Top of MATERIAL FOR THE TASK
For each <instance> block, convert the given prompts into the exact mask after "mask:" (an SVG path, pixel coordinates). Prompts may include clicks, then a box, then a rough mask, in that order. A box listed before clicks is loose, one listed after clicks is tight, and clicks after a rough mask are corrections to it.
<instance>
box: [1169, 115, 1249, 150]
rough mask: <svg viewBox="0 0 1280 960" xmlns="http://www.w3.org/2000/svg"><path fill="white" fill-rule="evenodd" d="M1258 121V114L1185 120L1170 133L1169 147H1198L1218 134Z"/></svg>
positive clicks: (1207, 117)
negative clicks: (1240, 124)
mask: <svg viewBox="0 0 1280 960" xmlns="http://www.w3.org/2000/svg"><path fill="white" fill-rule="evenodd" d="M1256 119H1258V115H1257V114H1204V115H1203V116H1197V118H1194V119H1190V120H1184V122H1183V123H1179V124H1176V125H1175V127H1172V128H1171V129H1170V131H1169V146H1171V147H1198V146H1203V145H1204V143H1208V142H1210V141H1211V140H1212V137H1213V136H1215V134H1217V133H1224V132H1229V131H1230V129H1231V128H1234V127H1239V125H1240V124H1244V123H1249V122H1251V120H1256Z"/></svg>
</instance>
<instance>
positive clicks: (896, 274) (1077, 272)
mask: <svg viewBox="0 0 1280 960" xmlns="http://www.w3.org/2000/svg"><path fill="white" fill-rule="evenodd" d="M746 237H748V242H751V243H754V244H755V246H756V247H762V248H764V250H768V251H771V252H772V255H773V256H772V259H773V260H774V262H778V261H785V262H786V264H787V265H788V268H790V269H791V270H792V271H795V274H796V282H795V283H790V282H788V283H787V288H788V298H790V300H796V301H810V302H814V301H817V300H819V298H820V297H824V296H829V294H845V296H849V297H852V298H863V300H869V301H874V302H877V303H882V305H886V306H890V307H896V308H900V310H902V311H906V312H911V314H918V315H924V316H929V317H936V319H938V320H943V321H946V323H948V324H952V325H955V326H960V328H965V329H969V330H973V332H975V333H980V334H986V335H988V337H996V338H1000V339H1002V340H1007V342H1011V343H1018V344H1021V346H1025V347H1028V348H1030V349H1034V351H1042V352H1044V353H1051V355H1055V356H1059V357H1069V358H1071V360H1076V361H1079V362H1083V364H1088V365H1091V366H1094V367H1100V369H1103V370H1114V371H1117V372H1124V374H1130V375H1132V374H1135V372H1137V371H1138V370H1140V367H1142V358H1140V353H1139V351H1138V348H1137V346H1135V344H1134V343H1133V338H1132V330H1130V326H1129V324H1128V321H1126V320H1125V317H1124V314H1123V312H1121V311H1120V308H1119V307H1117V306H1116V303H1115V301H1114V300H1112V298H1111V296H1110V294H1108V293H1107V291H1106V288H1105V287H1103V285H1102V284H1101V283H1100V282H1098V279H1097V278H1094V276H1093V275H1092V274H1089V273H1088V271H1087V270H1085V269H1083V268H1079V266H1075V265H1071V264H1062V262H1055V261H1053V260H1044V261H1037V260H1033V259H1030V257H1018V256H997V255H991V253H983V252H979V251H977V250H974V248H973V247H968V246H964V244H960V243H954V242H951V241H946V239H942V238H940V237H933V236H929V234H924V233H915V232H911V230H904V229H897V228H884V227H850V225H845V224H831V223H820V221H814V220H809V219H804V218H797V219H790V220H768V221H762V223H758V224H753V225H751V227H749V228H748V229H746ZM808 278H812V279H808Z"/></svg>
Bottom of MATERIAL FOR THE TASK
* _TASK OBJECTIVE_
Return each line among the entries that holds the word "instance".

* _SOLUTION FOR THIS PROBLEM_
For each <instance> block, convert the given prompts into the exact mask after "mask:" (an SVG path, pixel coordinates). Prompts may include clicks, then a box, then a rough mask, in that order. A box listed before clicks is loose, one listed after clicks is tight, and clicks after a rough mask are corrections to it.
<instance>
</instance>
<instance>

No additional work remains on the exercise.